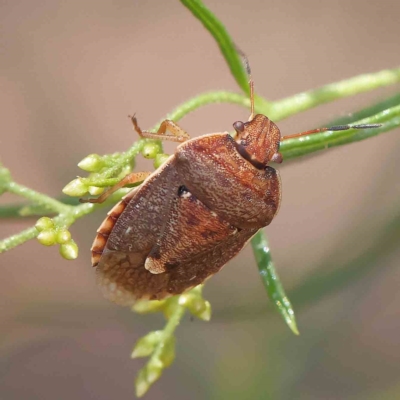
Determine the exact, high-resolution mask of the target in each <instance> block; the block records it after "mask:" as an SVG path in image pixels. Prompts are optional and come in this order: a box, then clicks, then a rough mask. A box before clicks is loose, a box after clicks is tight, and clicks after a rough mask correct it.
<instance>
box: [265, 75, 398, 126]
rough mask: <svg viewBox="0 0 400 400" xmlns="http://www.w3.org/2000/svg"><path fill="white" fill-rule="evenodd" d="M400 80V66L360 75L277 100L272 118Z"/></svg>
mask: <svg viewBox="0 0 400 400" xmlns="http://www.w3.org/2000/svg"><path fill="white" fill-rule="evenodd" d="M398 82H400V68H395V69H391V70H383V71H379V72H375V73H372V74H364V75H359V76H356V77H354V78H350V79H346V80H343V81H339V82H335V83H331V84H329V85H325V86H322V87H320V88H318V89H314V90H310V91H307V92H303V93H299V94H296V95H294V96H291V97H287V98H286V99H282V100H279V101H276V102H274V103H273V105H272V107H271V114H270V118H271V119H275V120H276V121H279V120H281V119H284V118H287V117H289V116H291V115H294V114H298V113H300V112H302V111H305V110H309V109H310V108H313V107H316V106H319V105H321V104H324V103H328V102H331V101H334V100H337V99H341V98H344V97H349V96H354V95H356V94H359V93H363V92H367V91H370V90H373V89H377V88H379V87H383V86H388V85H393V84H395V83H398Z"/></svg>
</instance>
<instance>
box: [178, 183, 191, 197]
mask: <svg viewBox="0 0 400 400" xmlns="http://www.w3.org/2000/svg"><path fill="white" fill-rule="evenodd" d="M188 192H189V190H187V187H186V186H183V185H182V186H179V188H178V196H182V195H184V194H185V193H188Z"/></svg>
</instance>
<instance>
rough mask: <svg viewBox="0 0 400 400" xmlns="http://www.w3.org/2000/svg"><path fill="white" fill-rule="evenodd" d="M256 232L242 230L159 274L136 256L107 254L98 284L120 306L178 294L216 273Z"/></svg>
mask: <svg viewBox="0 0 400 400" xmlns="http://www.w3.org/2000/svg"><path fill="white" fill-rule="evenodd" d="M256 232H257V229H243V230H241V231H238V232H237V233H236V234H233V235H230V236H226V237H225V239H224V240H223V241H221V242H219V243H218V244H217V245H215V246H214V247H212V248H211V249H209V250H207V251H205V252H203V253H200V254H198V255H196V256H194V257H193V258H192V259H189V260H186V261H184V262H182V263H180V264H178V265H176V266H175V267H173V268H171V269H169V270H168V271H167V272H164V273H161V274H152V273H151V272H149V271H148V270H147V269H145V268H144V260H143V257H142V256H141V255H139V254H138V253H124V252H120V251H112V252H111V251H107V252H106V253H105V254H104V255H103V258H102V260H101V262H100V263H99V266H98V269H97V272H98V283H99V285H100V287H101V289H102V291H103V294H104V295H105V296H106V297H107V298H108V299H109V300H112V301H114V302H116V303H118V304H121V305H132V304H133V303H134V302H135V300H138V299H147V300H156V299H157V300H161V299H163V298H166V297H169V296H173V295H176V294H180V293H183V292H184V291H186V290H188V289H191V288H193V287H195V286H197V285H199V284H201V283H203V282H204V281H205V280H206V279H207V278H209V277H210V276H212V275H214V274H215V273H217V272H218V271H219V270H220V269H221V268H222V267H223V266H224V265H225V264H226V263H227V262H228V261H229V260H230V259H231V258H233V257H234V256H235V255H236V254H237V253H238V252H239V251H240V250H241V249H242V248H243V246H244V245H245V244H246V243H247V241H248V240H249V239H250V238H251V237H252V236H253V235H254V234H255V233H256Z"/></svg>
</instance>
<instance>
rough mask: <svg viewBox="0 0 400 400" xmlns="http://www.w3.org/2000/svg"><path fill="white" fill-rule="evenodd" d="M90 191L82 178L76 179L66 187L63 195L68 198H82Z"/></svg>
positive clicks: (69, 183) (65, 186) (67, 185)
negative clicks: (81, 196)
mask: <svg viewBox="0 0 400 400" xmlns="http://www.w3.org/2000/svg"><path fill="white" fill-rule="evenodd" d="M88 189H89V188H88V186H87V185H86V184H85V183H84V182H83V181H82V178H76V179H74V180H73V181H71V182H70V183H68V185H66V186H65V187H64V189H63V193H65V194H67V195H68V196H74V197H80V196H84V195H85V194H86V193H87V191H88Z"/></svg>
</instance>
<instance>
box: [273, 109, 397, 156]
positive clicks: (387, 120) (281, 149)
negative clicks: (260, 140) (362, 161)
mask: <svg viewBox="0 0 400 400" xmlns="http://www.w3.org/2000/svg"><path fill="white" fill-rule="evenodd" d="M353 123H354V124H355V125H358V124H379V123H381V124H383V125H382V126H381V127H380V128H375V129H361V130H356V129H349V130H347V131H335V132H333V131H327V132H323V133H318V134H315V135H309V136H304V137H300V138H296V139H289V140H286V141H284V142H282V145H281V151H282V154H283V156H284V158H285V159H286V160H288V159H291V158H295V157H300V156H304V155H307V154H311V153H314V152H316V151H319V150H324V149H328V148H331V147H336V146H341V145H344V144H349V143H354V142H358V141H360V140H365V139H368V138H370V137H372V136H376V135H379V134H381V133H383V132H387V131H390V130H392V129H394V128H397V127H398V126H399V124H400V106H396V107H392V108H390V109H388V110H384V111H381V112H379V113H377V114H375V115H372V116H370V117H368V118H364V119H361V120H359V121H354V122H353Z"/></svg>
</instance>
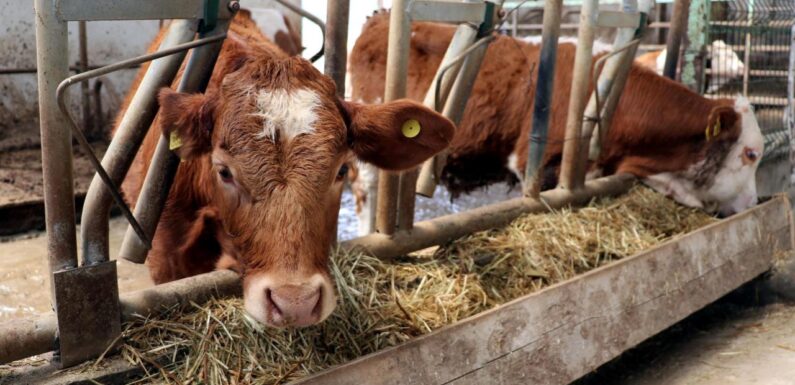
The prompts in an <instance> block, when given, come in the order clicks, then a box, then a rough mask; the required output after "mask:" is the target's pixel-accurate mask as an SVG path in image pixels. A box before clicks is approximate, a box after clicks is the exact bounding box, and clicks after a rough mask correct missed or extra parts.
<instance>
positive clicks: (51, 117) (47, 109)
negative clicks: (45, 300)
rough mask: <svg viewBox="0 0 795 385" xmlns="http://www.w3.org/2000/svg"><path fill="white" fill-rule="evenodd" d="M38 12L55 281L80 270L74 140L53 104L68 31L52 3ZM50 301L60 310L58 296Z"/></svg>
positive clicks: (66, 61) (45, 166) (38, 44)
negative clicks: (75, 176)
mask: <svg viewBox="0 0 795 385" xmlns="http://www.w3.org/2000/svg"><path fill="white" fill-rule="evenodd" d="M34 7H35V12H36V65H37V67H38V69H39V71H38V88H39V117H40V124H41V157H42V170H43V174H44V210H45V217H46V226H47V256H48V260H49V265H50V279H52V273H54V272H56V271H59V270H65V269H71V268H75V267H77V240H76V238H75V205H74V191H73V181H72V135H71V133H70V132H69V127H68V126H67V125H66V117H65V116H63V114H61V112H60V111H59V109H58V104H57V101H56V99H55V90H56V89H57V88H58V84H60V83H61V81H63V80H64V79H65V78H66V77H67V76H68V71H69V61H68V60H69V59H68V41H67V36H68V30H67V26H66V22H64V21H61V20H59V19H58V16H57V15H56V10H55V6H54V3H53V2H52V1H50V0H35V2H34ZM53 287H54V285H51V289H52V290H53V293H54V288H53ZM52 301H53V308H54V309H56V310H57V308H58V304H57V303H55V296H54V295H53V297H52Z"/></svg>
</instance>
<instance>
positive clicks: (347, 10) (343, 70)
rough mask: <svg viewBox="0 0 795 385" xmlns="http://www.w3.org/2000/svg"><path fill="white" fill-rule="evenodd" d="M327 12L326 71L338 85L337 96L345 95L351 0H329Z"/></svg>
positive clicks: (324, 64) (325, 41)
mask: <svg viewBox="0 0 795 385" xmlns="http://www.w3.org/2000/svg"><path fill="white" fill-rule="evenodd" d="M327 8H328V13H327V14H326V40H325V48H324V52H325V56H326V60H325V63H324V65H325V73H326V76H329V77H331V79H333V80H334V84H336V85H337V96H339V97H341V98H344V97H345V71H346V68H347V60H348V16H349V13H350V0H329V1H328V5H327Z"/></svg>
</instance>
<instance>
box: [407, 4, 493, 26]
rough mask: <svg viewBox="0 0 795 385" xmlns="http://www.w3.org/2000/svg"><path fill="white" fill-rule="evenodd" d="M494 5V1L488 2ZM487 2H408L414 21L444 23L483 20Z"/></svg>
mask: <svg viewBox="0 0 795 385" xmlns="http://www.w3.org/2000/svg"><path fill="white" fill-rule="evenodd" d="M488 4H490V5H491V6H492V7H493V6H494V5H493V4H492V3H488ZM486 7H487V5H486V3H455V2H452V1H438V0H413V1H410V2H409V4H408V7H406V8H407V10H406V11H407V12H408V13H409V15H410V16H409V17H410V18H411V20H412V21H436V22H443V23H475V24H480V23H482V22H483V15H484V12H485V11H486Z"/></svg>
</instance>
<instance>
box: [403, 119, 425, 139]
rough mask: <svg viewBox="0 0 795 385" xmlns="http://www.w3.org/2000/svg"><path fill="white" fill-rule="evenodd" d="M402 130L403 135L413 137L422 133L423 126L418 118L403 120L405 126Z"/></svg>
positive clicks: (403, 125)
mask: <svg viewBox="0 0 795 385" xmlns="http://www.w3.org/2000/svg"><path fill="white" fill-rule="evenodd" d="M400 130H401V131H402V132H403V136H405V137H407V138H413V137H415V136H417V135H419V134H420V131H422V126H420V122H418V121H417V120H416V119H409V120H407V121H405V122H403V127H402V128H401V129H400Z"/></svg>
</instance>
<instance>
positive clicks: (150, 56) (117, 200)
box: [56, 34, 226, 264]
mask: <svg viewBox="0 0 795 385" xmlns="http://www.w3.org/2000/svg"><path fill="white" fill-rule="evenodd" d="M225 37H226V34H220V35H217V36H212V37H209V38H204V39H200V40H196V41H193V42H190V43H186V44H182V45H180V46H177V47H174V48H171V49H166V50H163V51H158V52H155V53H152V54H148V55H143V56H139V57H137V58H132V59H127V60H124V61H121V62H118V63H115V64H111V65H109V66H106V67H102V68H98V69H96V70H92V71H87V72H83V73H80V74H77V75H74V76H72V77H69V78H67V79H65V80H64V81H63V82H61V84H60V85H59V86H58V89H57V90H56V95H57V96H56V99H57V101H58V107H59V108H60V110H61V113H63V114H64V115H65V116H66V123H68V125H69V128H70V129H71V130H72V134H73V135H74V136H75V137H76V138H77V141H78V143H79V144H80V146H81V147H83V150H84V151H85V152H86V155H88V159H89V161H90V162H91V165H92V166H94V169H95V170H96V171H97V174H98V175H99V176H100V178H102V181H103V182H104V183H105V186H106V187H107V188H108V190H109V192H110V193H111V195H112V196H113V200H114V201H115V202H116V204H117V205H118V206H119V207H120V208H121V210H122V213H123V214H124V217H125V218H126V219H127V221H128V222H129V223H130V226H131V227H132V228H133V230H134V231H135V233H136V234H137V235H138V238H140V240H141V241H142V242H143V244H144V245H145V246H146V248H147V250H148V249H149V248H151V240H150V238H149V237H148V236H147V234H146V232H145V231H144V229H143V228H142V227H141V225H140V224H139V223H138V221H137V220H136V219H135V217H134V216H133V214H132V212H131V211H130V208H129V207H128V206H127V204H126V203H125V202H124V198H122V196H121V192H120V191H119V188H118V187H117V185H116V183H115V182H114V181H113V179H111V177H110V176H109V175H108V173H107V171H106V170H105V168H104V167H102V164H101V162H100V161H99V159H98V158H97V155H96V154H95V153H94V151H93V149H92V148H91V144H89V143H88V139H86V137H85V135H84V134H83V132H82V131H81V130H80V128H79V127H78V126H77V123H75V120H74V118H73V117H72V114H71V112H70V111H69V108H68V107H67V106H66V99H65V96H66V91H67V90H68V89H69V87H71V86H72V85H73V84H76V83H79V82H84V81H87V80H88V79H91V78H95V77H98V76H102V75H105V74H108V73H110V72H113V71H117V70H119V69H122V68H126V67H127V66H129V65H130V64H141V63H143V62H147V61H150V60H154V59H157V58H161V57H163V56H167V55H171V54H174V53H177V52H181V51H185V50H188V49H191V48H194V47H200V46H203V45H205V44H209V43H214V42H218V41H221V40H223V39H224V38H225ZM84 257H85V258H86V262H89V263H87V264H92V263H96V262H102V261H103V260H102V258H105V259H104V260H107V259H106V258H107V255H105V256H95V255H94V253H90V254H89V255H85V256H84ZM95 258H98V259H99V260H93V259H95Z"/></svg>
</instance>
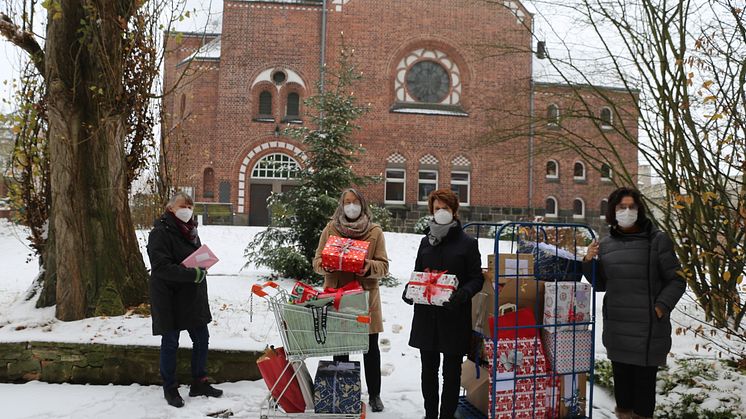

**ACTION ITEM:** Rewrite the data from its first line through the line containing "80V66L360 75L277 100L272", changing "clicks" to "taps" and leaving everything else as it is. Leave the pictures out of your answer.

**SOLUTION FOR THIS PROBLEM:**
Determine the exact, high-resolution mask of the target in each <instance> block; the block records it after "mask:" as an SVG path in image pixels. Prompts are optional and come in this order: a box, then taps, then a rough mask. A box before taps is loose, a box after taps is tight, and taps after a rough mask correct it.
<instance>
box: [265, 75, 398, 126]
rough mask: <svg viewBox="0 0 400 400" xmlns="http://www.w3.org/2000/svg"><path fill="white" fill-rule="evenodd" d="M400 80V66L360 75L277 100L272 118Z"/></svg>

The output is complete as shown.